Provided material
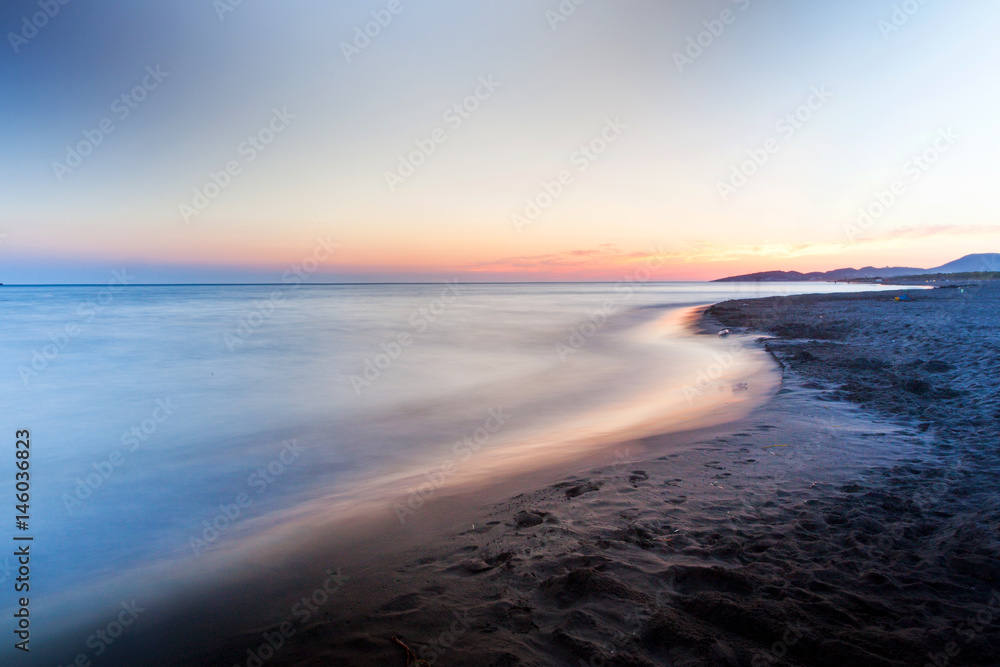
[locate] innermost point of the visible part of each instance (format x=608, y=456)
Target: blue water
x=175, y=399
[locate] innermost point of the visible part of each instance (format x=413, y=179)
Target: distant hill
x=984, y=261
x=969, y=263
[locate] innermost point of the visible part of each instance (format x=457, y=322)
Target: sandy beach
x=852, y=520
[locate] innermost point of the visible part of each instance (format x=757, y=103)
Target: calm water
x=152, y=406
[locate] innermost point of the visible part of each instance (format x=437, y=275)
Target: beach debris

==

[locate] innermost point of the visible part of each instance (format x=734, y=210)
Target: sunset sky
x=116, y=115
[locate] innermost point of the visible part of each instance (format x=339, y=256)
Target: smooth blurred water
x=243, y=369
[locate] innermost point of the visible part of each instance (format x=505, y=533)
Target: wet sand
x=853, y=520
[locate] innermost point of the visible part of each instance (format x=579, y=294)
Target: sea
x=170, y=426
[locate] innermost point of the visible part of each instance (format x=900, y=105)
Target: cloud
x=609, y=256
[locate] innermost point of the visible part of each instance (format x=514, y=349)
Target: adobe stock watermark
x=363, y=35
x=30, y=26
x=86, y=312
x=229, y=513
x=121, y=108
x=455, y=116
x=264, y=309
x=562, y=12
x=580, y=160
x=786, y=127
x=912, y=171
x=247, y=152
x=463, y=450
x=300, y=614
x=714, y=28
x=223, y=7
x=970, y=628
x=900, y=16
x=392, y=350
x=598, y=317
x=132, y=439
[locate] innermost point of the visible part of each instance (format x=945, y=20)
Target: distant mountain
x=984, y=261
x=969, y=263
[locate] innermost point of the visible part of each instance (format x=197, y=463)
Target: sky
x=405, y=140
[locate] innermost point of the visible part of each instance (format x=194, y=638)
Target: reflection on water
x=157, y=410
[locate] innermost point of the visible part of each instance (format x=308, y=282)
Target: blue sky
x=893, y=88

---

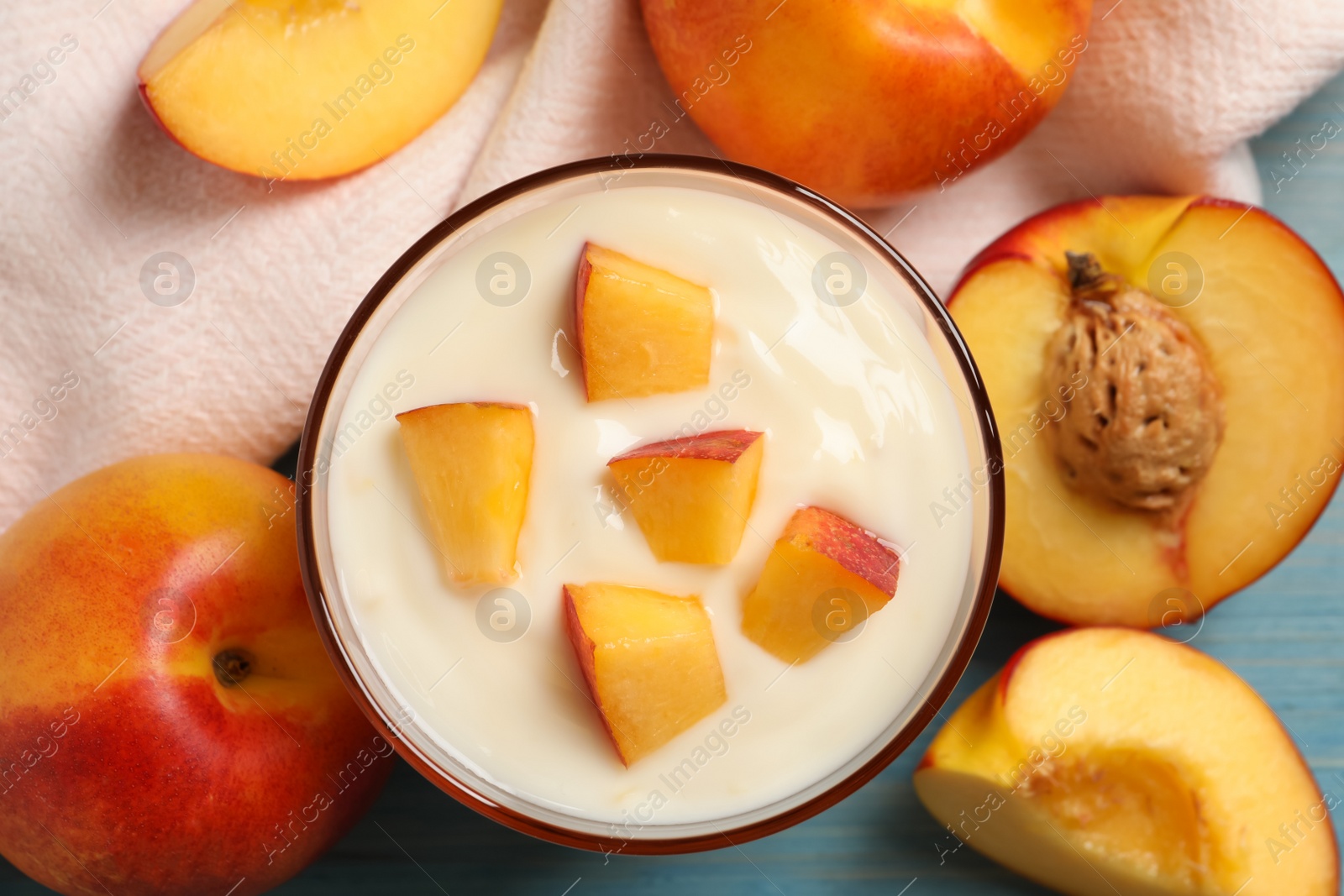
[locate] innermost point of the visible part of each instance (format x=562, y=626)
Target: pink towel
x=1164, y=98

Exercise
From the records above, transcribe without alteration every line from the one with "Target: sandy beach" to the one with "Target: beach debris", inclusive.

Solution to this exercise
Target: sandy beach
x=852, y=520
[locate] innermost point of the visible part of each instance (format x=757, y=103)
Target: calm water
x=152, y=406
[locate] innermost point of the visible part of each instance (format x=437, y=275)
Target: beach debris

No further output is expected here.